Passage provided —
Overview

Sally J. Han was born in Shenyang, China.

Lives and works in New York, USA.

 

Jingmei "Sally" Han, born in China and raised in South Korea, moved to New York where she received a BFA from School of Visual Arts, 2016, with a Silas H. Rhodes Scholarship. In 2019 she received an MFA with an emphasis on drawing at New York Academy of Art. Her first solo exhibition in New York was at Fortnight Institute in January 2020. Since then, Han has been the subject of several solo exhibitions, including Nine Lives, Gallery Belenius, Stockholm, 2023; Lost and Found, Fortnight Institute, New York, 2022; a Solo Presentation at Independent Art Fair, New York, 2021. She has participated in selected group exhibitions at the Flag Art Foundation, Wonder Women, curated by Kathy Huang, Jeffrey Deitch NY and LA, Pictus Porrectus: Reconsidering the Full-Length Portrait, curated by Alison M. Gingeras and Dodie Kazanjian, Art&Newport Foundation, Dark Light: Realism in the Age of Post-Truths, curated by Massimiliano Gioni, Aïshti Foundation, Pictures Girls Make, curated by Alison M. Gingeras, BLUM gallery, The Selves, Nicola Vassell gallery, Teach me how to fish, curated by Will Leung, Art Intelligence Global.

(Pointing records)
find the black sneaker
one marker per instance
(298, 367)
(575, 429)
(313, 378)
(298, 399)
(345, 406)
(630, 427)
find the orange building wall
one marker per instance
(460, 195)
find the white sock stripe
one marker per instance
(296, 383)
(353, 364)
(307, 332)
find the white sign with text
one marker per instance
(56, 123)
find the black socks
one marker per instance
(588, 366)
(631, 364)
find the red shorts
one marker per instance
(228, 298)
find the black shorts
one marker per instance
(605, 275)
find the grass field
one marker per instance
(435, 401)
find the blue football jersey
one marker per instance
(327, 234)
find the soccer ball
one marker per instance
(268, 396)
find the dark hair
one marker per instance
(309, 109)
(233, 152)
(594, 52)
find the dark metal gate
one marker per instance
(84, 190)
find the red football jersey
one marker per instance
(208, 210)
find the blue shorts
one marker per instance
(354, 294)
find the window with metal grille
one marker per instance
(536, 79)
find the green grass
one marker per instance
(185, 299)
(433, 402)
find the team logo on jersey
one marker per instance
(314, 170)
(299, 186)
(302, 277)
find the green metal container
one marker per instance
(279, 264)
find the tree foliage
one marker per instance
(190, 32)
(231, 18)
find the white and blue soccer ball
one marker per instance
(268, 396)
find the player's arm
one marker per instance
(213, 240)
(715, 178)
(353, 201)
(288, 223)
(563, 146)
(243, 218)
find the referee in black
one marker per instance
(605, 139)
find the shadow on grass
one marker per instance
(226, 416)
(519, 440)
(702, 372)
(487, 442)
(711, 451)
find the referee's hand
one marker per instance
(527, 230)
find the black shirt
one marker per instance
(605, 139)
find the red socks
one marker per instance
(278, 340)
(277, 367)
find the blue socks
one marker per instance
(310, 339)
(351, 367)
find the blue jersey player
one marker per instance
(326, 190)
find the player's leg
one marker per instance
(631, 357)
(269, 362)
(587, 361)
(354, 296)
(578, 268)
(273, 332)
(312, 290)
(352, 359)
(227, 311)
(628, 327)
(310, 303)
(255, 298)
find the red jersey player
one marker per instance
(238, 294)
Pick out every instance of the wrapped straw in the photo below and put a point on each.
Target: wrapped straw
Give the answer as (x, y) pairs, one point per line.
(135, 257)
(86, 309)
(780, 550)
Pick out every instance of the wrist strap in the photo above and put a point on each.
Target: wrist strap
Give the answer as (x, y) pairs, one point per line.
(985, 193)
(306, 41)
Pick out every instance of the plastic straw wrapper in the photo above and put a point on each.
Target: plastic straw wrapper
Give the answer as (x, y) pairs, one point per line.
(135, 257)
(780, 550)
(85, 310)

Work to do —
1. Please answer these questions from the biography:
(a) In which city was Han born?
(b) Which school granted her an MFA, and in what year?
(c) Where and when was her first solo exhibition in New York?
2. Name every curator mentioned in the biography.

Results of the exercise —
1.
(a) Shenyang, China.
(b) New York Academy of Art, in 2019.
(c) At Fortnight Institute, in January 2020.

2. Kathy Huang, Alison M. Gingeras, Dodie Kazanjian, Massimiliano Gioni, Will Leung